* [Supplied information]:
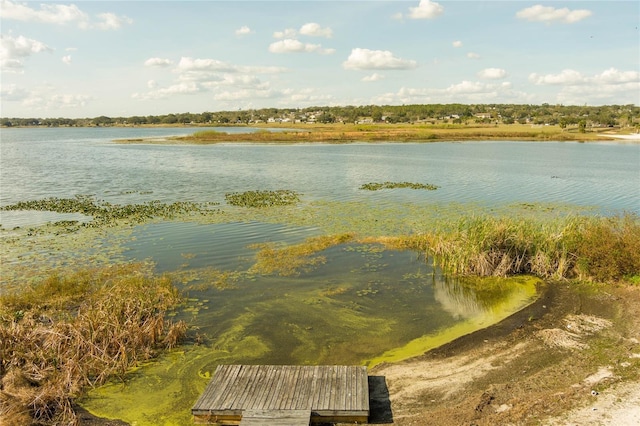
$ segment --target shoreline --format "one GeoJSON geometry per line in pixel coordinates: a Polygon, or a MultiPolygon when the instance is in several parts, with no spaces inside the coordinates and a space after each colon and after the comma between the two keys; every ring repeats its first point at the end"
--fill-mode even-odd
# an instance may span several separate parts
{"type": "MultiPolygon", "coordinates": [[[[388,409],[380,415],[396,425],[424,426],[587,424],[593,416],[607,424],[634,424],[628,420],[640,416],[634,399],[621,398],[640,389],[639,311],[636,286],[586,293],[571,283],[550,283],[536,302],[498,324],[374,368],[370,374],[385,377],[388,386],[388,409]],[[551,330],[567,330],[574,318],[608,325],[574,325],[582,346],[542,339],[551,330]],[[602,350],[611,356],[603,357],[602,350]],[[600,394],[607,399],[594,397],[600,394]],[[602,411],[580,410],[590,405],[602,411]]],[[[374,389],[372,395],[379,394],[374,389]]],[[[383,402],[372,406],[382,408],[383,402]]]]}

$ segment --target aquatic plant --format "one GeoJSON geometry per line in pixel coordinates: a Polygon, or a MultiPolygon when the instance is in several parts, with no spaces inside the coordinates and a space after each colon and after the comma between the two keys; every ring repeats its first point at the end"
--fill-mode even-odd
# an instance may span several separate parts
{"type": "Polygon", "coordinates": [[[300,201],[300,194],[288,189],[230,192],[225,194],[224,197],[227,203],[240,207],[288,206],[300,201]]]}
{"type": "Polygon", "coordinates": [[[435,191],[438,186],[430,183],[412,183],[412,182],[370,182],[363,184],[360,189],[367,191],[379,191],[381,189],[396,189],[396,188],[409,188],[409,189],[426,189],[428,191],[435,191]]]}
{"type": "Polygon", "coordinates": [[[278,274],[280,276],[299,275],[309,272],[315,266],[324,264],[324,256],[313,256],[329,247],[344,244],[353,239],[352,234],[311,237],[301,244],[278,247],[272,243],[254,244],[258,249],[256,263],[249,272],[258,274],[278,274]]]}
{"type": "Polygon", "coordinates": [[[75,424],[74,398],[124,378],[159,349],[175,347],[184,322],[165,313],[180,297],[141,265],[53,273],[0,296],[0,413],[8,424],[75,424]]]}
{"type": "Polygon", "coordinates": [[[459,275],[610,281],[640,271],[640,219],[634,214],[546,221],[469,216],[420,239],[437,263],[459,275]]]}
{"type": "Polygon", "coordinates": [[[92,216],[91,222],[82,223],[78,226],[99,227],[112,225],[118,220],[129,220],[134,223],[141,223],[146,220],[162,217],[173,218],[185,213],[212,213],[215,210],[211,206],[217,203],[193,203],[174,202],[162,203],[158,200],[149,201],[142,204],[111,204],[105,201],[98,201],[92,196],[76,195],[74,198],[50,197],[42,200],[20,201],[15,204],[2,207],[0,210],[37,210],[52,211],[56,213],[80,213],[92,216]]]}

* [Exercise directions]:
Filter the entries down to the lines holding the string "every". Copy each of those lines.

* [Completed task]:
$ segment --target shoreline --format "one GeoJSON geometry per line in pixel coordinates: a Polygon, or a MultiPolygon when the instance is in several parts, with no spaces inside the coordinates and a space after each colon and after the comma between the two keys; every ring repeats its first point at the end"
$ segment --target aquatic plant --format "one GeoJSON geometry per line in pixel coordinates: a Polygon, or a MultiPolygon when the instance is in several parts, with no spaces inside the coordinates and a space after each colon and after the comma between the two keys; every ring repeats its first point at the end"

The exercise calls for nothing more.